#### Given request
Rewrite every line of the entries, requests included, from the line containing "Expected: one point per instance of the manatee head, each" through the end of the entries. Multiply each point coordinate in the answers by 2.15 and round it to a whole number, with halves rounding up.

Entries drawn from a collection
┄┄┄┄┄┄┄┄┄┄┄┄┄┄┄┄┄┄┄┄

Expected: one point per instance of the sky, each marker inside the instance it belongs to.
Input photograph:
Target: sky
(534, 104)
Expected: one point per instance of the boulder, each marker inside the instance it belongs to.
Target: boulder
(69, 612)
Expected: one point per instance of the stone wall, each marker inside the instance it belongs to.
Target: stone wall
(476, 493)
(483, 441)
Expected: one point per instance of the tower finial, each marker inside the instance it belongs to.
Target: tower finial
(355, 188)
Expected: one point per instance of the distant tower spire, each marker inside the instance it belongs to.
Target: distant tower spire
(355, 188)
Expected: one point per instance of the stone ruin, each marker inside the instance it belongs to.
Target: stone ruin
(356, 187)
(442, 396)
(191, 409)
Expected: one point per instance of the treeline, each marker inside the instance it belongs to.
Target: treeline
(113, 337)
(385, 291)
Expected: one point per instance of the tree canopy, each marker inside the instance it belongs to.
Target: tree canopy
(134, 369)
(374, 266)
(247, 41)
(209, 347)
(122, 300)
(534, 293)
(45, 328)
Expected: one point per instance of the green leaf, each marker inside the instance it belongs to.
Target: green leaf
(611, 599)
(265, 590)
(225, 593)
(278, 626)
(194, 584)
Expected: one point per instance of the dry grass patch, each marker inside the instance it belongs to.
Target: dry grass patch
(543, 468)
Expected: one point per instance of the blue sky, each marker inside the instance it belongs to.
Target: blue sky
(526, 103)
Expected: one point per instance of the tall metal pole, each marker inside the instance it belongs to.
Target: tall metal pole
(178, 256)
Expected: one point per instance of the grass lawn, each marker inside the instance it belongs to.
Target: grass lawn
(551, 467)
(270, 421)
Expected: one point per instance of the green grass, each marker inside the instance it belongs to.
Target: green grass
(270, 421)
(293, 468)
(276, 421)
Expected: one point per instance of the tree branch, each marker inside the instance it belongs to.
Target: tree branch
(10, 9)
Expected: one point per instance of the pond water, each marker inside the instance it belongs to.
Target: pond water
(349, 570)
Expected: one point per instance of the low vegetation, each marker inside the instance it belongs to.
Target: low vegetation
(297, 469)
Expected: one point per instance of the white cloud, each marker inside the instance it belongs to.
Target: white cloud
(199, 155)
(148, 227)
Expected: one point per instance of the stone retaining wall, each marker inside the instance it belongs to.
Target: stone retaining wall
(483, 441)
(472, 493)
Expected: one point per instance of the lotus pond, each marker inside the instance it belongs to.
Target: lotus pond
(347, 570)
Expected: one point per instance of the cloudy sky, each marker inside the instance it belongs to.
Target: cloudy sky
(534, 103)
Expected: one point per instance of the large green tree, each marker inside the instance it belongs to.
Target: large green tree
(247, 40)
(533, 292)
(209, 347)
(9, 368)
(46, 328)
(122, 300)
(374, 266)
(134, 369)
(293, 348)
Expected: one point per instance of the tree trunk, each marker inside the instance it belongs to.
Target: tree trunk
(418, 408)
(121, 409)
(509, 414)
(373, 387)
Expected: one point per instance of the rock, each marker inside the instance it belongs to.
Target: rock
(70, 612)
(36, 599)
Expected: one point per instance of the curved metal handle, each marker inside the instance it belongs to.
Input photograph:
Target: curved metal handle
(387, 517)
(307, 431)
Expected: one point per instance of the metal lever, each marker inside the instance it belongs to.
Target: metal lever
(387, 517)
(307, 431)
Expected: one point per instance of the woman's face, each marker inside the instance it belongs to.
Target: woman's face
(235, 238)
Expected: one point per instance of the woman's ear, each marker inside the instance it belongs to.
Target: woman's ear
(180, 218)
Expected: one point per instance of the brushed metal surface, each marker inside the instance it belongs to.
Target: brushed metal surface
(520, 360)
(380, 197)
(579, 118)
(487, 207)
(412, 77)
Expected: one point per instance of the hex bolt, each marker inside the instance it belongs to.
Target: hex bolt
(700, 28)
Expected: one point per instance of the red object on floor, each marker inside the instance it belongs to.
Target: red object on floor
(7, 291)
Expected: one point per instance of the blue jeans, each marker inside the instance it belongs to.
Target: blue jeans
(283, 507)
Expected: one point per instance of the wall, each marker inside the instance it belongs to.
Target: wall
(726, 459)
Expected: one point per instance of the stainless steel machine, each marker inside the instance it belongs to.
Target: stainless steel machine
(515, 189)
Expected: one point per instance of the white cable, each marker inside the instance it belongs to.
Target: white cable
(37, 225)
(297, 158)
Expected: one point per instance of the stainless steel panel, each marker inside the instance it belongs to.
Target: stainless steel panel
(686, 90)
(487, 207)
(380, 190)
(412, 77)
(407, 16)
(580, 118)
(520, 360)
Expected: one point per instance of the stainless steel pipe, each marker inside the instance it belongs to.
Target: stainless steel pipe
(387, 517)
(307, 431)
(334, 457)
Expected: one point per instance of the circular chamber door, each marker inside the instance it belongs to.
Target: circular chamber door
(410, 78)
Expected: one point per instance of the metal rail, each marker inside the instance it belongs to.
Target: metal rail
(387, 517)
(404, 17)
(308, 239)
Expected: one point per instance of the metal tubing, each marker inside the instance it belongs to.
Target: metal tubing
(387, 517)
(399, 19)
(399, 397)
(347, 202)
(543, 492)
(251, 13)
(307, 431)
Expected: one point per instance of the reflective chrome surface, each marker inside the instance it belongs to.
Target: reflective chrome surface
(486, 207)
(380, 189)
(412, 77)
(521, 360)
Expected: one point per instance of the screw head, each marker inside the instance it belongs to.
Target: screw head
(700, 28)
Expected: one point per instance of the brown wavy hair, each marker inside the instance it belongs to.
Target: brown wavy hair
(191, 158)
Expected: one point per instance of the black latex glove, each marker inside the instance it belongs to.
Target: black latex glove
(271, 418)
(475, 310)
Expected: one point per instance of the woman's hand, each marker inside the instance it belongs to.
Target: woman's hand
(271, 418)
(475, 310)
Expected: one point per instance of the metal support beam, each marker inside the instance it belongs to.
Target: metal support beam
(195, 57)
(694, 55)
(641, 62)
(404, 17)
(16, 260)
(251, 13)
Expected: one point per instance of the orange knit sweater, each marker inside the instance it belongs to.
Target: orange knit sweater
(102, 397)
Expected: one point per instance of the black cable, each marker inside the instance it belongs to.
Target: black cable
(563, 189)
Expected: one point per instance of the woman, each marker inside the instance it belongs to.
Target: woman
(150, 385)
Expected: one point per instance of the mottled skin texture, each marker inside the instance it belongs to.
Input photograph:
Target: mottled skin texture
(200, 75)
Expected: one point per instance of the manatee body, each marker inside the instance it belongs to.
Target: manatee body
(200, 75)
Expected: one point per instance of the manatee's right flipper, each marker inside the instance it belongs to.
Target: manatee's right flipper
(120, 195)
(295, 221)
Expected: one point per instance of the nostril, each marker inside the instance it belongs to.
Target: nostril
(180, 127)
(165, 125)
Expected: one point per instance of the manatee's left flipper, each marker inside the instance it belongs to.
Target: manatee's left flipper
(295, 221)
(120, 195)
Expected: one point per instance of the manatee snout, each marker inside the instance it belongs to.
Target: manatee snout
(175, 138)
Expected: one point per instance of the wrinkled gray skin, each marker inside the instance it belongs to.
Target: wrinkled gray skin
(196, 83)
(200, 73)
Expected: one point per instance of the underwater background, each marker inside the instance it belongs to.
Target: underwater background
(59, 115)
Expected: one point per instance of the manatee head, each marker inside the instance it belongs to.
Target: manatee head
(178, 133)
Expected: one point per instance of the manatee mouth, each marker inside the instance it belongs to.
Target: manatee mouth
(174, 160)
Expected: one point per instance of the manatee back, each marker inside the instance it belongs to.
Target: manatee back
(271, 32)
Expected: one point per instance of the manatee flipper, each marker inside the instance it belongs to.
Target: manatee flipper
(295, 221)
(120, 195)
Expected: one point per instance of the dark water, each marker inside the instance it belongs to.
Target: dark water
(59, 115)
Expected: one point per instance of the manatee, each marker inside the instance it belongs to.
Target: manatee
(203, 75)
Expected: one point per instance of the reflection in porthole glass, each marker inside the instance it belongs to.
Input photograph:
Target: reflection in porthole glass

┄┄┄┄┄┄┄┄┄┄┄┄┄┄┄┄┄┄┄┄

#### Answer to the task
Expected: one point per instance of the manatee head, each marker inside the instance it belongs to.
Target: manatee head
(383, 286)
Expected: one point per instance of the manatee mouth, each marker inside the instance it belongs to.
Target: manatee mouth
(374, 344)
Expected: one point per instance of the manatee back, each marker inside the instance it belongs to.
Target: manatee back
(583, 69)
Expected: one point per instance of the manatee flipper, each marker inside the instance it belongs to.
Target: manatee flipper
(634, 475)
(258, 419)
Expected: one point per instance of the dark water, each marker inside the instance it belongs to.
Target: dark water
(127, 247)
Expected: one point per instance of the manatee, each marker inside the instance it belongs to.
Target: manatee
(436, 161)
Expected: one point per instance of the reflection in porthole glass, each marker inside the instance it belongs to.
Input photograph:
Target: reflection in porthole glass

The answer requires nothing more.